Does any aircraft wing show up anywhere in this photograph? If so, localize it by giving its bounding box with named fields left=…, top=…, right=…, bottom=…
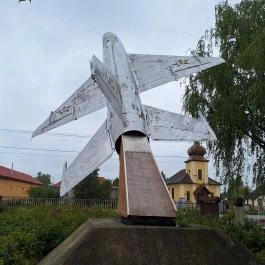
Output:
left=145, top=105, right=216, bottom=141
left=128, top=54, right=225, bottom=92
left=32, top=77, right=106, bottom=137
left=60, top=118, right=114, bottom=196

==================================================

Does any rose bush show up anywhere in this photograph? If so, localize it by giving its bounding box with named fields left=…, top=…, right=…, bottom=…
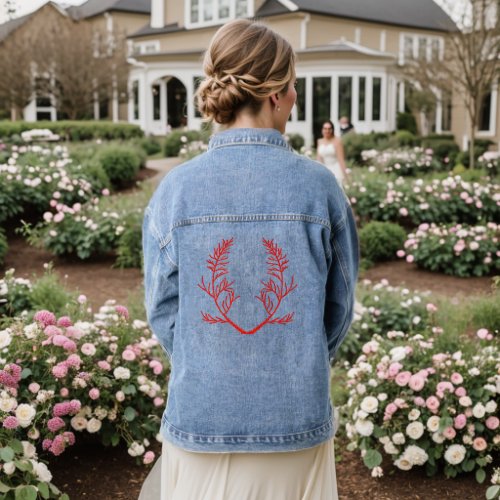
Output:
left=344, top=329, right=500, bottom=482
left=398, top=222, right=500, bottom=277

==================================================

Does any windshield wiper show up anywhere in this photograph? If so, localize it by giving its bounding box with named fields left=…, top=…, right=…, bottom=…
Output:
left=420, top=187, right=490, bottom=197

==================================================

» **EXERCISE INSTRUCTIONS**:
Can you repeat the rows from the line with "Does any rose" to the line with "left=398, top=222, right=500, bottom=277", substituting "shrub" for "rose bush" and keeping everything else as it is? Leave the pictures out.

» **TASK RESULT**:
Does any shrub show up anywhere in this photograph? If so, localize it by giving its bounding box with named fields left=…, top=…, right=…, bottom=…
Output:
left=344, top=329, right=500, bottom=482
left=398, top=222, right=500, bottom=277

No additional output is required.